§ **해야 할 일**
아래 자료에서 "sneaker"라는 단어가 들어 있는 줄을 모두 그대로 보여 주십시오. 대소문자는 구별하십시오.

:: 제공 자료 ::

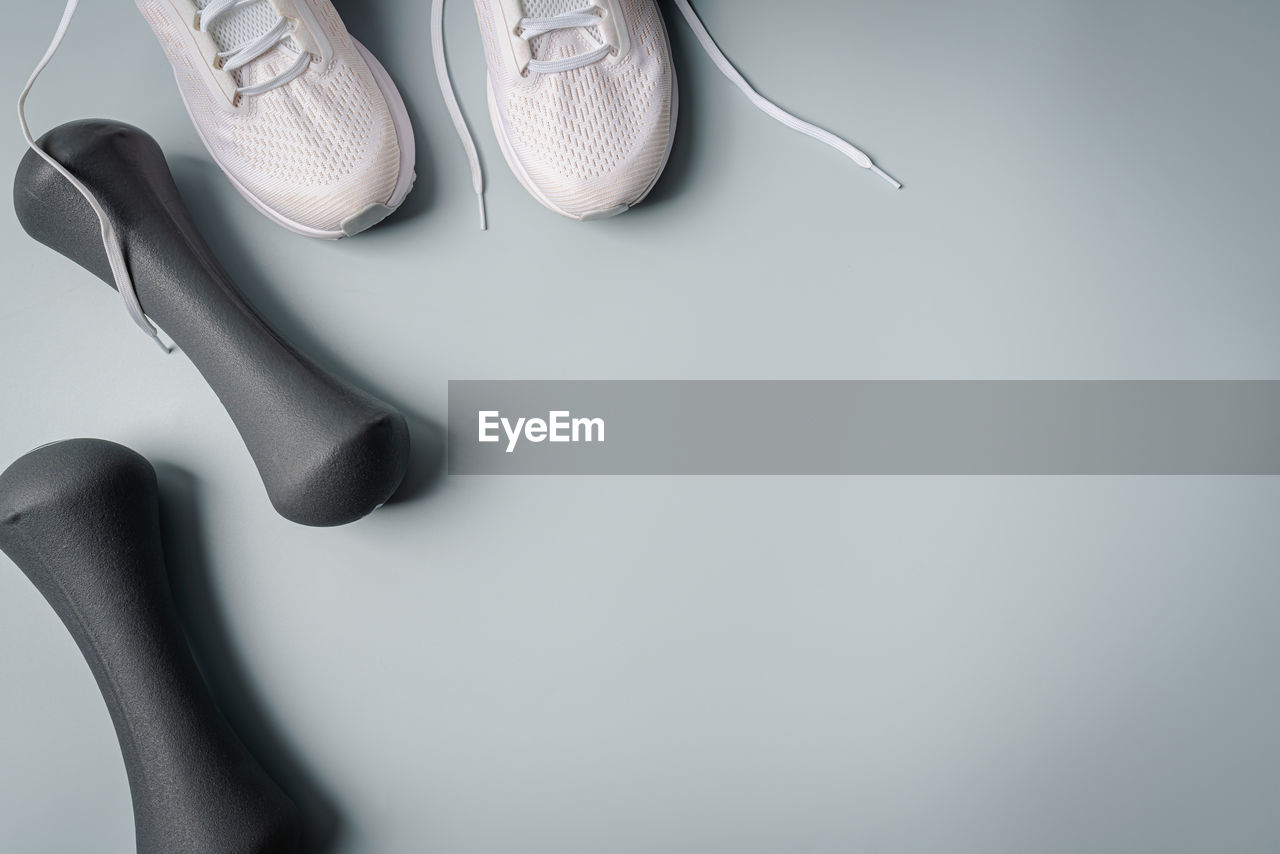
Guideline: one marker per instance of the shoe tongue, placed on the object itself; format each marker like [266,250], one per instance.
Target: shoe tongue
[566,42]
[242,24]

:::
:: 제공 자료 ::

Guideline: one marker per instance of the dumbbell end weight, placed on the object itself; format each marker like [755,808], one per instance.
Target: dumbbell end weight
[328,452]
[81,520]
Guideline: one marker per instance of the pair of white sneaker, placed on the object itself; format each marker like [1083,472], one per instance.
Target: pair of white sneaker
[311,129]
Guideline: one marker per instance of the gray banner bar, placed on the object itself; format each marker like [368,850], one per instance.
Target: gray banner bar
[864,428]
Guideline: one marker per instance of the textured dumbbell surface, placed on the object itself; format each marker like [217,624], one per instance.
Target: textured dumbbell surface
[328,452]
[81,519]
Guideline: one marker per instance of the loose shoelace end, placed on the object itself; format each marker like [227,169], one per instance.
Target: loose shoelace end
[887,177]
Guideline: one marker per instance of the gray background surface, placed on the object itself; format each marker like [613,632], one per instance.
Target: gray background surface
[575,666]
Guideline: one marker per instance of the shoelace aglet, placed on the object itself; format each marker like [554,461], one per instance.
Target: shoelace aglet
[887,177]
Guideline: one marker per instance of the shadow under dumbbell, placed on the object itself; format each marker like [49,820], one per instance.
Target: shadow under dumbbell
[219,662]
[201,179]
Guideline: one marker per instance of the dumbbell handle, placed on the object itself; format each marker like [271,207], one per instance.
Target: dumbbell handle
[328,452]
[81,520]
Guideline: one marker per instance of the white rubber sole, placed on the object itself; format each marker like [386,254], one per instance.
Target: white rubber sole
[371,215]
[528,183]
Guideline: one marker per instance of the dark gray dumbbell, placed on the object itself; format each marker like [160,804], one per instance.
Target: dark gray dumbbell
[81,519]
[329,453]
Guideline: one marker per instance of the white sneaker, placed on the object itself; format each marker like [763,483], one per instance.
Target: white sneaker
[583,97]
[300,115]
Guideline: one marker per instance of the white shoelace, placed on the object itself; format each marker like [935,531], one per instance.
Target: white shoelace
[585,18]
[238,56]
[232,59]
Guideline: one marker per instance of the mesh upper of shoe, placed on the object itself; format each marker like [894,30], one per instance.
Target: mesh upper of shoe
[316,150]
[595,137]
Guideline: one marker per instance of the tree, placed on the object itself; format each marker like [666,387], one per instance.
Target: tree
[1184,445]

:::

§ **완성된 과제**
Guideline: one marker per instance of the pair of white sneaker, placed on the object itself; format each marker like [1083,472], one per instance.
Target: pair of white sneaker
Guideline: one marker per instance of the white sneaker, placed on the object itself; format each marker like [763,483], one per instance.
Target: white sneaker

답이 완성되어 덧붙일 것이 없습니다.